THE PROBLEM: Update the data below by replacing every "pin" with "marker" and keeping everything else the same. Leave the pictures out of your answer.

ROWS:
──────
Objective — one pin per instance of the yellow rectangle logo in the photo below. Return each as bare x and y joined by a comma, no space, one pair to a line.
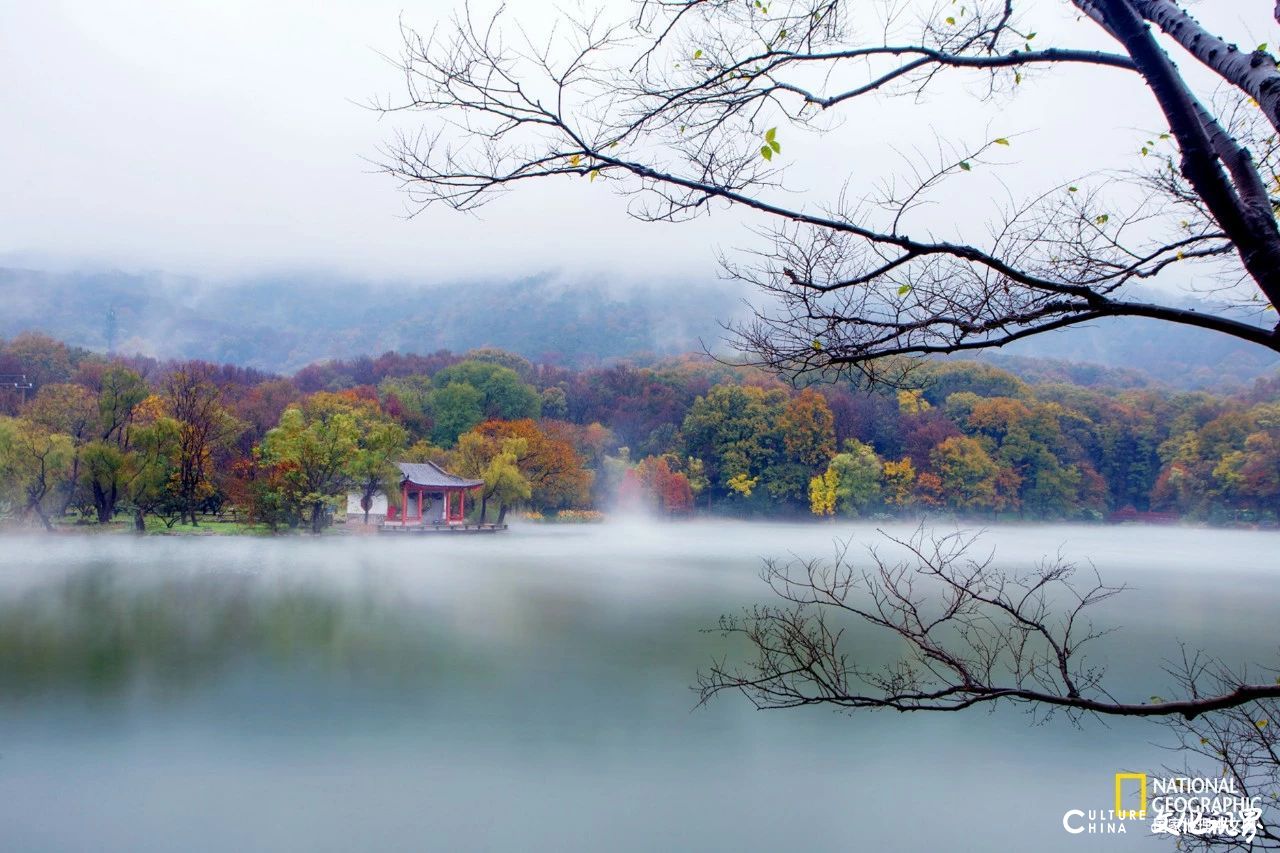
1142,783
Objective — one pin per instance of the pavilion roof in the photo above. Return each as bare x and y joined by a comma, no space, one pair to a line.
432,475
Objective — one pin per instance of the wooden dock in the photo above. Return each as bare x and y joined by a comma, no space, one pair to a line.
439,528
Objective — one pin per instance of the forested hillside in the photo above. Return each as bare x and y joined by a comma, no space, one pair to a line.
284,323
94,437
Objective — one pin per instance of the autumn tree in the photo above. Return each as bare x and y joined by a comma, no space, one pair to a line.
33,463
205,427
69,410
549,461
314,454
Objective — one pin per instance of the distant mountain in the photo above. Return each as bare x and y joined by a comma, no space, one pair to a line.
283,323
1180,356
286,323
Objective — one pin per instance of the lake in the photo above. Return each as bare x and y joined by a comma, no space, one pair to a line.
533,692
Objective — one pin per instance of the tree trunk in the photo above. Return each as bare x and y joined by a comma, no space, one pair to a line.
104,500
1252,72
71,487
42,516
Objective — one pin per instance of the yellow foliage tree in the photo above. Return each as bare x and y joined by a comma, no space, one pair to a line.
822,492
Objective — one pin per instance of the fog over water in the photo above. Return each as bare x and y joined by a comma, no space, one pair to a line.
531,690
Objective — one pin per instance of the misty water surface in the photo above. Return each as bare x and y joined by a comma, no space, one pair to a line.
531,690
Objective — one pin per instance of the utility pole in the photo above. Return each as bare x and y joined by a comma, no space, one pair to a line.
18,382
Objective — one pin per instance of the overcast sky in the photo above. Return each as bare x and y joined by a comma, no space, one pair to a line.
223,137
──────
COMPLETE ANSWER:
Objective — one marker per instance of the yellow rectangle logo in the photo below. Return each as bare x and y joined by a comma, no space, one pair to a line.
1142,783
Objective — one marker per instance of the pavilion roof in the photo above. Return each as bare x and y joined by a comma, no space, one pair to a line.
432,475
Objective — one marker per instance of the wooden dock in the photo above. Return each as bare x and y joined by a comma, no space, one pair to a line.
439,528
Objective — one marker per instance of the forested hillside in the photo above. Return each as bare x and y joined by a comma, no space, one pair to a line.
284,323
94,437
Objective — one marker per instance of the autumn tree in the photo above. Return each as bare x and y joined by a comma, no space, one pair to a line.
33,463
205,427
69,410
549,461
314,454
Objective — one marker per instance of the distant mountain in the photo above. Return each as bare x and y joined by a comma, no space, one pair to a line.
283,323
1180,356
286,323
Objective — one marker per instance of the lake in the photo above. Return each as bare x and y joined by a comma, no space, one pair to a line.
533,692
Objective — one marker per instance of the tree trunk in the photo above. Return each as bare x and y joined by a comma, no space, one pair to a line.
104,500
1252,72
71,487
42,516
Objective — one marker per instance of the yellow foliage tree in the photo above. Return each as bare x and y joined by a comma, no space, one pair to a line.
822,492
Objective — one marker per instance of the fog over water in the photo above. Return each as bare x and y joined by a comma, no space, one pair to a line.
531,690
Objective — one marker per instance of the misty water surface in the photo above. Return each as bare x and y joined by a comma, no space, one pair to a line.
531,690
Objective — one marker per instance of the utility pole in the photo above. Return each as bare x and y joined by a comma, no space, one pair to a line.
18,382
Objective — one marker per instance of the overcast sky in the photo above. Return each as bare x and y joined by a comma, no space, one pair to a line.
223,137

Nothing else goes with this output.